Provided information
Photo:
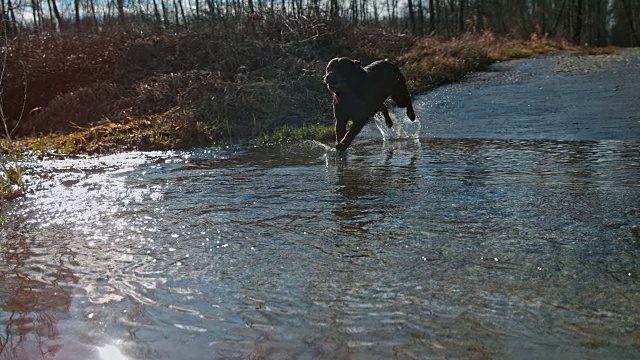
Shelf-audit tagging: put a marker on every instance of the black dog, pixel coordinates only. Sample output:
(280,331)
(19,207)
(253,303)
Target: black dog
(358,93)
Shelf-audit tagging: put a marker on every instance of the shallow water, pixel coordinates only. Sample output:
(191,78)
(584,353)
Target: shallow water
(505,246)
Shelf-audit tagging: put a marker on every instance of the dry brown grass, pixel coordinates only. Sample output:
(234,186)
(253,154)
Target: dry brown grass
(218,82)
(433,61)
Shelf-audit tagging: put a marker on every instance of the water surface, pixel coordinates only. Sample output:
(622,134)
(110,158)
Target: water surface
(502,243)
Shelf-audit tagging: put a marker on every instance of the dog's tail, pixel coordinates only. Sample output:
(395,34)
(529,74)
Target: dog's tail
(401,96)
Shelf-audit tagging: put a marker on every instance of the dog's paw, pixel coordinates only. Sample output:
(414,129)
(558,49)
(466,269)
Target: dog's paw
(411,114)
(341,147)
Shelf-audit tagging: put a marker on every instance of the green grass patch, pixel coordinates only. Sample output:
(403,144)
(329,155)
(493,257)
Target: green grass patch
(289,133)
(11,178)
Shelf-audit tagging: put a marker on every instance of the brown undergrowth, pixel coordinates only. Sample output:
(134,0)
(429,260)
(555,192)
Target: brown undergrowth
(215,82)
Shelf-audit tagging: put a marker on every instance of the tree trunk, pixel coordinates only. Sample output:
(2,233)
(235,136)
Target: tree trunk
(56,13)
(577,29)
(412,17)
(120,4)
(76,9)
(432,17)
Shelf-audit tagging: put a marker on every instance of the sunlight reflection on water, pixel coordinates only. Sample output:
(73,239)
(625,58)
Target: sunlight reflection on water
(447,247)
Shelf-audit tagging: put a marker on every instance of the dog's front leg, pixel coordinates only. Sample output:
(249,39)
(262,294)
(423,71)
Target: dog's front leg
(354,129)
(387,118)
(341,122)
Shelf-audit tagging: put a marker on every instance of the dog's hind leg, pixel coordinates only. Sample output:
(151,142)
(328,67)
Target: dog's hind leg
(354,129)
(387,118)
(401,97)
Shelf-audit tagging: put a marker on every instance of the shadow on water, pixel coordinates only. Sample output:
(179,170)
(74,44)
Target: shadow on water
(466,248)
(503,241)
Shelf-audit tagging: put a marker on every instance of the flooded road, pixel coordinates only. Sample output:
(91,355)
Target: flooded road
(501,232)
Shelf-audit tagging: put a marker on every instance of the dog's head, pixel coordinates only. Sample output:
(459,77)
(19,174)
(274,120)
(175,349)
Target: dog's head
(343,74)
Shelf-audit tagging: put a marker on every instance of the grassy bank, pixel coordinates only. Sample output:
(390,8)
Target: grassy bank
(211,83)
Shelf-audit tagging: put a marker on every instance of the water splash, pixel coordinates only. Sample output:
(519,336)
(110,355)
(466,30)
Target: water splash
(402,128)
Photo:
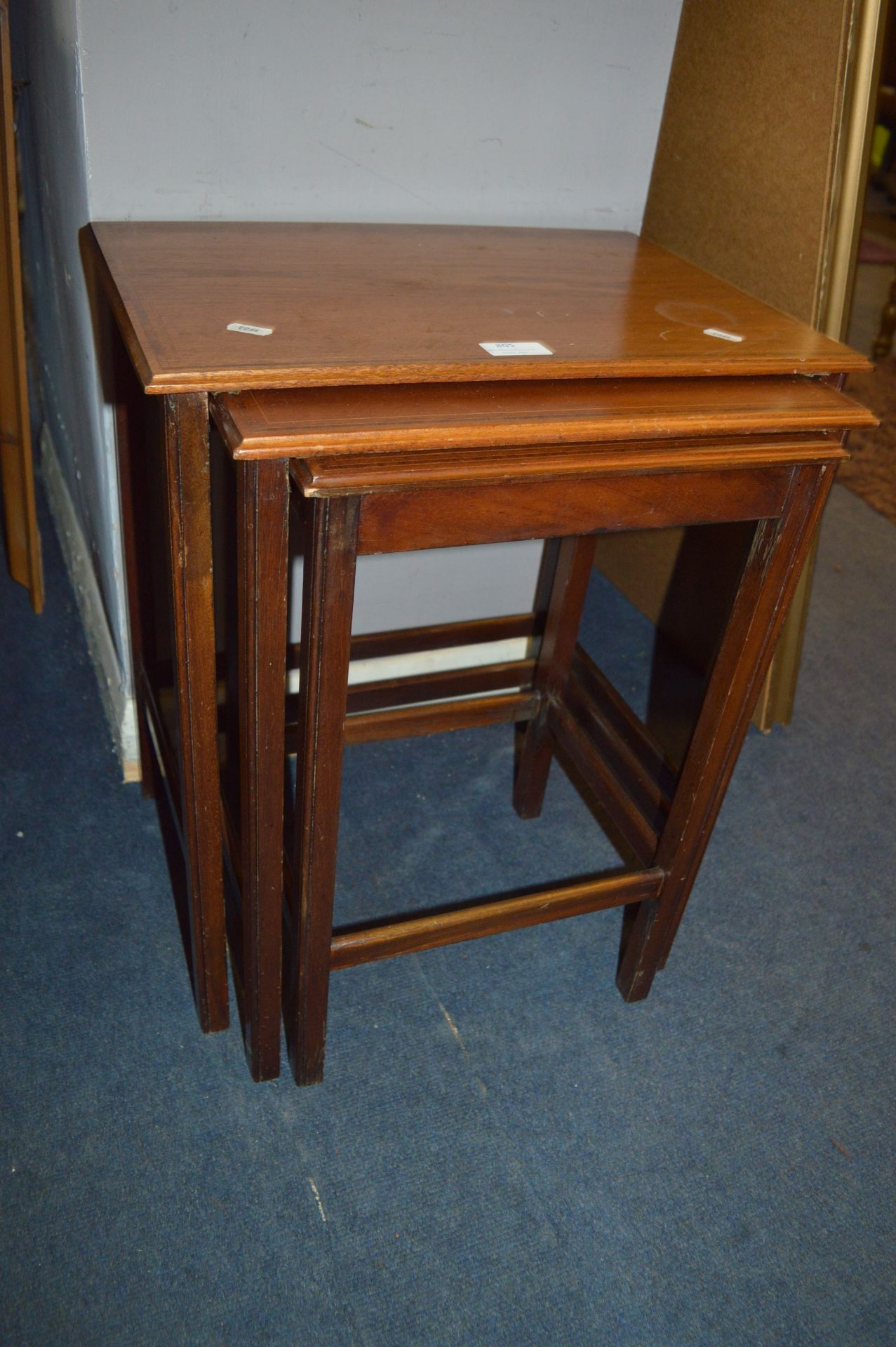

Your instructions
Which lines in the records above contain the word "undergrowth"? List each of them in full.

Completed exercise
Shelf-audit tagging: put a marker on every instance of the brown undergrowth, pixel coordinates only. Sample output:
Target: brown undergrowth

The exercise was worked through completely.